◆ WHAT THIS EXERCISE ASKS
1. Using the Masterton Trophy article, answer the following:
(a) On what date and in what city will the 2011 NHL Awards take place?
(b) In what year did Bill Masterton die?
(c) Which team does nominee Daymond Langkow play for?
2. Reproduce the portion of the Masterton Trophy article between "It's a special" and "forward Ian Laperriere.", inclusive.

◆ TEXT BLOCK

The vast majority of accolades that will be handed out at the 2011 NHL Awards in Las Vegas on June 22 will go to players judged to be the "best" in their particular category -- the star scorer, the top goaltender, the most-celebrated rookie.
One award, however, isn't about lighting up the stat sheet or piling up the wins and shutouts. The Bill Masterton Memorial Trophy, which honors the late Minnesota North Stars player who died in 1968, is handed out annually to "the National Hockey League player who best exemplifies the qualities of perseverance, sportsmanship and dedication to hockey."
It's a special award that takes an athlete with a certain set of characteristics to earn, and it's hard to find a more worthy list of nominees than the three announced by the League on Tuesday: Anaheim Ducks goalie Ray Emery, Calgary Flames forward Daymond Langkow and Philadelphia Flyers forward Ian Laperriere.

◆ SOURCE DATA
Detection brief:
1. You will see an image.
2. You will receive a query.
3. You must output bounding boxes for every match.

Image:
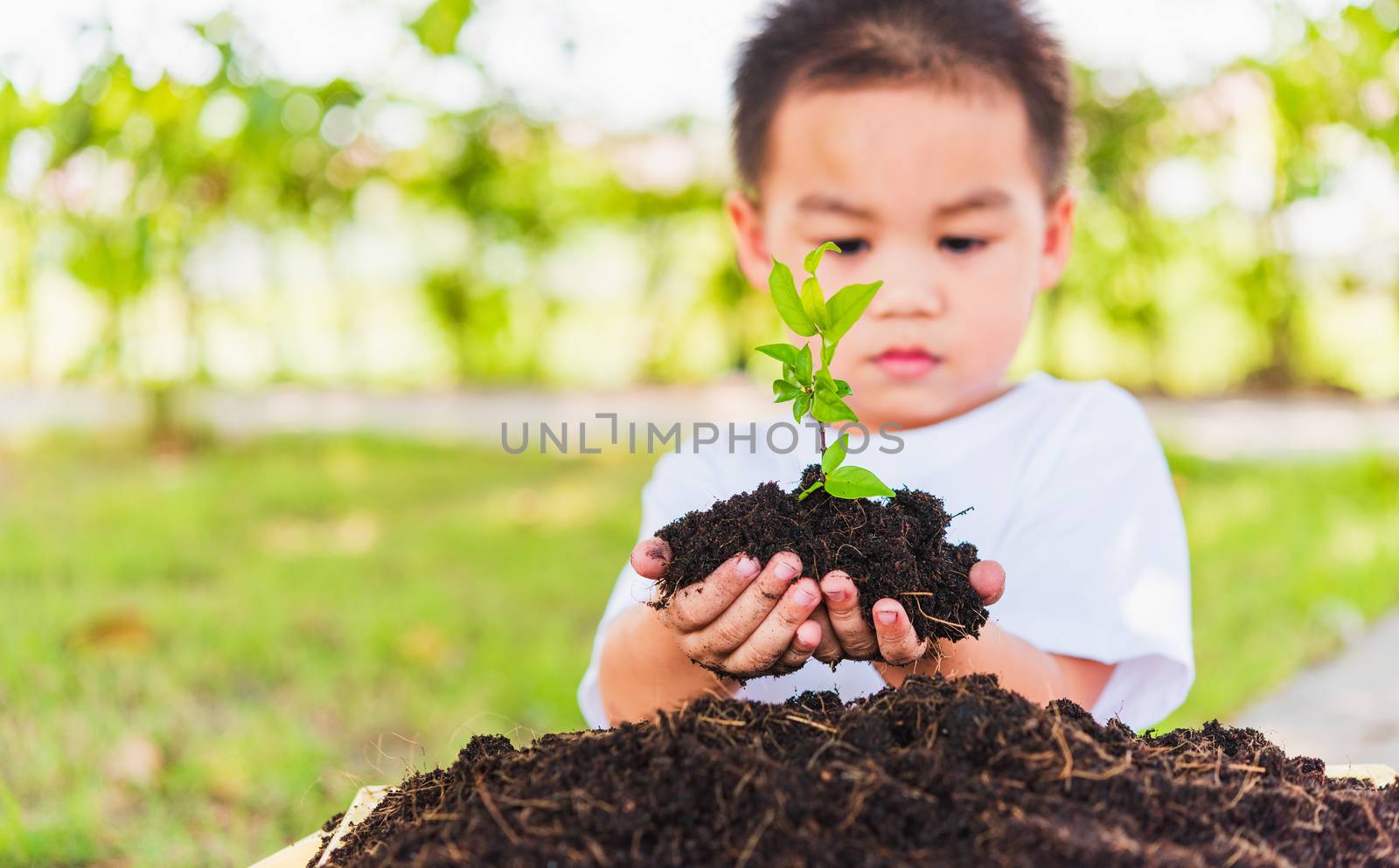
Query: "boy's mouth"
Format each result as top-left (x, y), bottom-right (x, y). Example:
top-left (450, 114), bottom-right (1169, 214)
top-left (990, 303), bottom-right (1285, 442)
top-left (873, 347), bottom-right (943, 378)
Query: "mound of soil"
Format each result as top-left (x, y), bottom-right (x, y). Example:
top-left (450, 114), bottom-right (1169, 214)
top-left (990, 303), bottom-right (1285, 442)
top-left (320, 675), bottom-right (1399, 868)
top-left (655, 464), bottom-right (986, 668)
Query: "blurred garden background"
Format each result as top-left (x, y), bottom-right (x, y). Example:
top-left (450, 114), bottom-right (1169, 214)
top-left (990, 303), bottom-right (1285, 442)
top-left (0, 0), bottom-right (1399, 866)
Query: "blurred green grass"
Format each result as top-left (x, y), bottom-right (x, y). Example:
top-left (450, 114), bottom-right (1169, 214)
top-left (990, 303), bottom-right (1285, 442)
top-left (0, 437), bottom-right (1399, 868)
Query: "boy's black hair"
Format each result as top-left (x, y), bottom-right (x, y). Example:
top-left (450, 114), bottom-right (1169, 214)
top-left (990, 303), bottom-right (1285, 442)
top-left (733, 0), bottom-right (1073, 198)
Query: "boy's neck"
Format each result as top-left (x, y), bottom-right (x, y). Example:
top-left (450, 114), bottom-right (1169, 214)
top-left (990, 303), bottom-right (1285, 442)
top-left (860, 382), bottom-right (1019, 431)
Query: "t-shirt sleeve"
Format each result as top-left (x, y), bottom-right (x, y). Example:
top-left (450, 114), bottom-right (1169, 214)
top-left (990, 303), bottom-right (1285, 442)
top-left (988, 382), bottom-right (1194, 728)
top-left (578, 451), bottom-right (716, 728)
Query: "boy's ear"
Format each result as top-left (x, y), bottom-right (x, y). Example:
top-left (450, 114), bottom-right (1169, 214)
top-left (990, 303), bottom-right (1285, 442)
top-left (1040, 184), bottom-right (1075, 292)
top-left (723, 189), bottom-right (772, 289)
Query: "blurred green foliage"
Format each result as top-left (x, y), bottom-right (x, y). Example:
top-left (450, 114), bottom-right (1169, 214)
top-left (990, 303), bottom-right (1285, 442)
top-left (0, 0), bottom-right (1399, 397)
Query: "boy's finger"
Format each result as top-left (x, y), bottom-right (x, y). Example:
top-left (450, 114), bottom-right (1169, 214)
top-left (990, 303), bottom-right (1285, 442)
top-left (774, 612), bottom-right (825, 672)
top-left (723, 576), bottom-right (821, 672)
top-left (797, 605), bottom-right (845, 663)
top-left (967, 560), bottom-right (1006, 605)
top-left (821, 570), bottom-right (879, 660)
top-left (666, 555), bottom-right (758, 628)
top-left (705, 552), bottom-right (820, 645)
top-left (631, 537), bottom-right (670, 581)
top-left (873, 597), bottom-right (928, 665)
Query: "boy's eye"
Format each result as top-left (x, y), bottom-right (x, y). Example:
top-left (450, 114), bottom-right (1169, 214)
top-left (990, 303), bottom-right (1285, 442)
top-left (831, 238), bottom-right (869, 256)
top-left (940, 235), bottom-right (986, 253)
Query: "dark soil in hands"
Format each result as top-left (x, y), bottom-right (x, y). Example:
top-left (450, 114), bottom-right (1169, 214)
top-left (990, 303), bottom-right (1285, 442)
top-left (317, 675), bottom-right (1399, 868)
top-left (655, 464), bottom-right (986, 660)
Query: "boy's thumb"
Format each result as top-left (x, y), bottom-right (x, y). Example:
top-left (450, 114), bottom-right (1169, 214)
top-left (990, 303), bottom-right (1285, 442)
top-left (631, 537), bottom-right (672, 581)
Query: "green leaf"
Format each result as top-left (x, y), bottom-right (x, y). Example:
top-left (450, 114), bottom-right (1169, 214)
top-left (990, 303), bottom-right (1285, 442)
top-left (796, 344), bottom-right (811, 385)
top-left (821, 434), bottom-right (851, 476)
top-left (802, 277), bottom-right (831, 331)
top-left (410, 0), bottom-right (476, 54)
top-left (792, 392), bottom-right (811, 425)
top-left (825, 465), bottom-right (894, 500)
top-left (758, 344), bottom-right (796, 365)
top-left (811, 392), bottom-right (860, 422)
top-left (768, 260), bottom-right (816, 337)
top-left (803, 242), bottom-right (841, 274)
top-left (823, 281), bottom-right (884, 341)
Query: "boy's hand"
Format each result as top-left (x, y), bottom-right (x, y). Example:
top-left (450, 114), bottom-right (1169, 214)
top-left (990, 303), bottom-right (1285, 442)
top-left (817, 560), bottom-right (1006, 665)
top-left (631, 537), bottom-right (837, 678)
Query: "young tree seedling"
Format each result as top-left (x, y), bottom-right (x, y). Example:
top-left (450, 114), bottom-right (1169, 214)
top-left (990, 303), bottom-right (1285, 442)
top-left (758, 242), bottom-right (894, 500)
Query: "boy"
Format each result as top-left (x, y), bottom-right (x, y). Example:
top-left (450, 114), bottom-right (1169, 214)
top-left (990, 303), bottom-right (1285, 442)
top-left (579, 0), bottom-right (1194, 726)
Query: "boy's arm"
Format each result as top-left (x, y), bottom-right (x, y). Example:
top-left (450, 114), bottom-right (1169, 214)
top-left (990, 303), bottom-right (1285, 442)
top-left (876, 621), bottom-right (1114, 709)
top-left (821, 560), bottom-right (1112, 709)
top-left (597, 538), bottom-right (821, 724)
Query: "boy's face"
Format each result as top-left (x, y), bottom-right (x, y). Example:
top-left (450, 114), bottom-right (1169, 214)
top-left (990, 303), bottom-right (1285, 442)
top-left (726, 86), bottom-right (1073, 429)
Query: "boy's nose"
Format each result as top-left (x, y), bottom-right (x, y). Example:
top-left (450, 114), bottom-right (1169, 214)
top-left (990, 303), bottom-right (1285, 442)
top-left (869, 271), bottom-right (947, 319)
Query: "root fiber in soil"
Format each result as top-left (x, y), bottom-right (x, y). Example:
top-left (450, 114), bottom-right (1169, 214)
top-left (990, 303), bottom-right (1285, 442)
top-left (317, 675), bottom-right (1399, 868)
top-left (655, 464), bottom-right (986, 660)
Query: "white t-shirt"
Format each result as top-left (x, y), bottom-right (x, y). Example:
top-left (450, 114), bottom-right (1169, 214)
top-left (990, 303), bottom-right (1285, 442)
top-left (578, 372), bottom-right (1194, 728)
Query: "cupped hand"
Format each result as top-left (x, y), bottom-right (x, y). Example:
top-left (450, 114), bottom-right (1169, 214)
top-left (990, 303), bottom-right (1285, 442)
top-left (631, 537), bottom-right (835, 678)
top-left (814, 560), bottom-right (1006, 665)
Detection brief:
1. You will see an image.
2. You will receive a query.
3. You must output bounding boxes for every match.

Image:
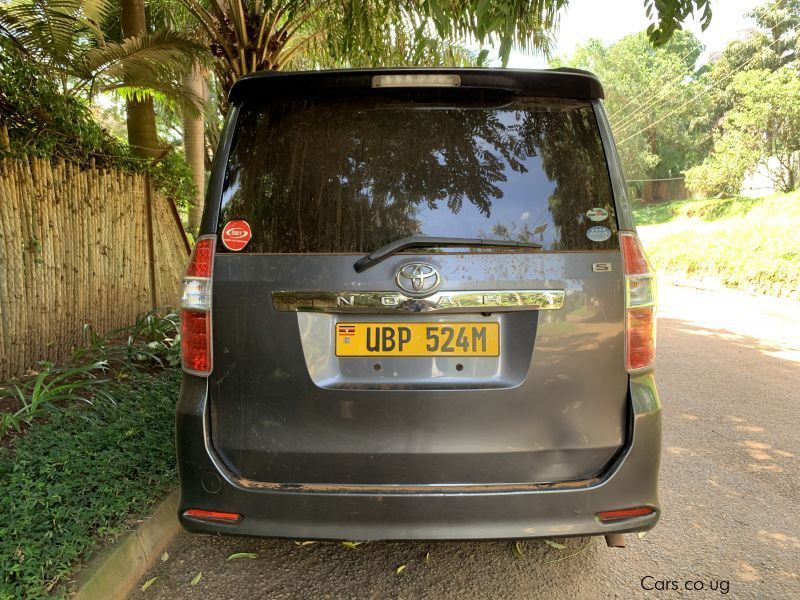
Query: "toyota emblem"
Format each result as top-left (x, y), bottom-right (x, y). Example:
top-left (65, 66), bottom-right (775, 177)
top-left (394, 263), bottom-right (442, 297)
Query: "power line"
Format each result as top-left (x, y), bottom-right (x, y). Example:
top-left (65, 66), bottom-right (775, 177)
top-left (609, 39), bottom-right (696, 121)
top-left (617, 29), bottom-right (792, 146)
top-left (609, 3), bottom-right (790, 132)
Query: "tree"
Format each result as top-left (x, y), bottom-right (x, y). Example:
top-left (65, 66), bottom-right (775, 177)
top-left (687, 66), bottom-right (800, 195)
top-left (0, 0), bottom-right (202, 156)
top-left (686, 0), bottom-right (800, 196)
top-left (553, 31), bottom-right (703, 198)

◆ ANSWERS TO THE EXERCISE
1.
(a) June 22, in Las Vegas
(b) 1968
(c) The Calgary Flames

2.
It's a special award that takes an athlete with a certain set of characteristics to earn, and it's hard to find a more worthy list of nominees than the three announced by the League on Tuesday: Anaheim Ducks goalie Ray Emery, Calgary Flames forward Daymond Langkow and Philadelphia Flyers forward Ian Laperriere.